_Textabschnitt_
Koffein ist nicht nur in Kaffee, Cola und Energy Drinks enthalten. Auch in grünem und schwarzem Tee, Mate, Guarana sowie in Schokolade (vor allem in dunkler) kommt die stimulierende Substanz vor.

Koffein macht müde bei ADS: Paradoxe Reaktion ist möglich

Einige Menschen mit ADS und ADHS berichten davon, dass Kaffee und Cola bei ihnen die gegenteilige Wirkung habe: Sie sind unter Koffeineinfluss nicht wachsamer und leistungsfähiger, sondern werden ruhiger und müde. Allerdings lässt sich nicht vorhersagen, bei wem Koffein diesen beruhigenden Effekt hat und bei wem nicht – dazu braucht es noch mehr Forschung.

Mögliche Nachteile von Koffein bei ADHS

Darüber hinaus kann es passieren, dass sich ADHS-Symptome wie impulsives und hyperaktives Verhalten durch koffeinhaltige Getränke verstärken und verschlimmern. Auch Schlafstörungen können zunehmen. In diesen Fällen kommt es in der Regel nicht zur paradoxen bzw. beruhigenden Wirkung.

Einen weiteren Nachteil hat Koffein – nicht nur bei ADHS: Wer anfängt, täglich Koffein zu konsumieren, entwickelt bereits nach ein bis zwei Wochen eine Toleranz. Das bedeutet, dass der Körper immer mehr von der Substanz benötigt, damit eine Wirkung zu spüren ist. Doch zu viel Kaffee und andere koffeinhaltige Getränke reizt nicht nur die Magenschleimhaut, sondern verstärkt meist die innere Unruhe, die ADHS-Betroffene sowieso täglich begleitet.

Koffein bei ADHS und ADS: Neuer Behandlungsansatz?

[Dateneinträge]
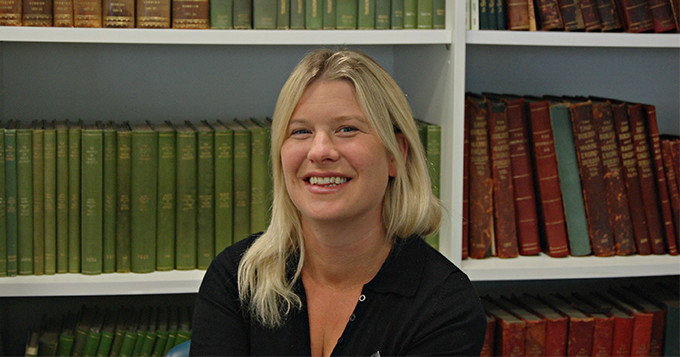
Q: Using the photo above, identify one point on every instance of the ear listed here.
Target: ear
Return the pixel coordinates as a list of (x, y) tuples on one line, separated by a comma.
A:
[(403, 148)]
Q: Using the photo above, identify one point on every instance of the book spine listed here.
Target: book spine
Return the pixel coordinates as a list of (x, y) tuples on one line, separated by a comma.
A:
[(590, 168), (617, 200), (186, 200), (570, 181), (143, 194), (165, 255), (551, 208)]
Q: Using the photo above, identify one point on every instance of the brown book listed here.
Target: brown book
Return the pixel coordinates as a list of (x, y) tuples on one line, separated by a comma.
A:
[(36, 13), (62, 11), (592, 181), (630, 177), (636, 15), (153, 13), (617, 200), (501, 173), (87, 13), (481, 185), (119, 13), (10, 12), (191, 14), (571, 15), (591, 16), (643, 156), (522, 178), (549, 15), (662, 187)]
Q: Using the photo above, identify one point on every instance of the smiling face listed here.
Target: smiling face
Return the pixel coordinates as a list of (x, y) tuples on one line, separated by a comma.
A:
[(335, 168)]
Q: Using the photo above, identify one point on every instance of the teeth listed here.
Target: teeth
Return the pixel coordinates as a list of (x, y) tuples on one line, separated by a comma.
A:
[(330, 181)]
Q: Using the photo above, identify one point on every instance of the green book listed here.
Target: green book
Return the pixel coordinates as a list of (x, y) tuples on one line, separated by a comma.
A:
[(91, 197), (366, 15), (346, 14), (224, 181), (313, 14), (329, 16), (109, 202), (243, 14), (265, 14), (50, 196), (123, 168), (38, 164), (397, 14), (74, 132), (424, 16), (297, 14), (11, 213), (241, 180), (62, 220), (570, 180), (439, 14), (221, 14), (410, 14), (143, 194), (186, 198), (205, 188), (25, 198), (382, 14), (165, 243)]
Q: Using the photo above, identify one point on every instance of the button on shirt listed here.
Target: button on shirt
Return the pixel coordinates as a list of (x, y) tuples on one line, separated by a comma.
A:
[(419, 303)]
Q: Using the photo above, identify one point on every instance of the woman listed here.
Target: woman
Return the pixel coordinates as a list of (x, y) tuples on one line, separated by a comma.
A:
[(342, 268)]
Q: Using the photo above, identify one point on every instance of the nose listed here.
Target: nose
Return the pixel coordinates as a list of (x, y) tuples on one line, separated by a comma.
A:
[(322, 148)]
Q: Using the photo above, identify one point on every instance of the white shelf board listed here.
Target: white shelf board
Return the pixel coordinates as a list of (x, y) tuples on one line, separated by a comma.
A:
[(225, 37), (166, 282), (572, 39), (544, 267)]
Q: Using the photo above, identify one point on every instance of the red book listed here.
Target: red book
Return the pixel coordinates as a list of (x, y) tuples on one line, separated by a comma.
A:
[(617, 199), (662, 187), (481, 233), (643, 158), (501, 172), (545, 164), (522, 178), (592, 181), (630, 176)]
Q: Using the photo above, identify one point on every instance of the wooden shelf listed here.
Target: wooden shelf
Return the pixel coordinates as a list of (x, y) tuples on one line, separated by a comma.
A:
[(224, 37), (168, 282), (573, 39)]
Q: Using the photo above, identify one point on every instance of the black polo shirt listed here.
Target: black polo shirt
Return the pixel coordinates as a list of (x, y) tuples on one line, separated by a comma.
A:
[(419, 303)]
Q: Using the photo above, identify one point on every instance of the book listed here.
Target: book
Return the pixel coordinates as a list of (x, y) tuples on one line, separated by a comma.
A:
[(570, 180), (118, 13), (191, 14), (153, 13), (143, 194), (92, 193), (123, 177), (186, 225), (166, 205)]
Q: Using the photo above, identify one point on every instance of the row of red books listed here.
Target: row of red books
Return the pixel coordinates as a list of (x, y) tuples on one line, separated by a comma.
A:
[(568, 176), (621, 321)]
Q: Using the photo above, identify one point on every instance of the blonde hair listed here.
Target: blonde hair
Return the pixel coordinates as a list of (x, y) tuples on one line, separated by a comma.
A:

_Arbeitsauftrag 1_
Nach welcher Zeit entwickelt sich laut dem Text über Koffein bei ADHS bei täglichem Koffeinkonsum eine Toleranz?
_Arbeitsauftrag 2_
Ersetzen Sie im Text über Koffein bei ADHS „Schlafstörungen“ durch „Einschlafprobleme“, und geben Sie die Passage von „Koffein macht müde“ bis einschließlich „bzw. beruhigenden Wirkung.“ mit dieser Änderung wieder.
Maßgeblich ist allein der Text.

_Schriftliche Antwort 1_
Bereits nach ein bis zwei Wochen.

_Schriftliche Antwort 2_
Koffein macht müde bei ADS: Paradoxe Reaktion ist möglich

Einige Menschen mit ADS und ADHS berichten davon, dass Kaffee und Cola bei ihnen die gegenteilige Wirkung habe: Sie sind unter Koffeineinfluss nicht wachsamer und leistungsfähiger, sondern werden ruhiger und müde. Allerdings lässt sich nicht vorhersagen, bei wem Koffein diesen beruhigenden Effekt hat und bei wem nicht – dazu braucht es noch mehr Forschung.

Mögliche Nachteile von Koffein bei ADHS

Darüber hinaus kann es passieren, dass sich ADHS-Symptome wie impulsives und hyperaktives Verhalten durch koffeinhaltige Getränke verstärken und verschlimmern. Auch Einschlafprobleme können zunehmen. In diesen Fällen kommt es in der Regel nicht zur paradoxen bzw. beruhigenden Wirkung.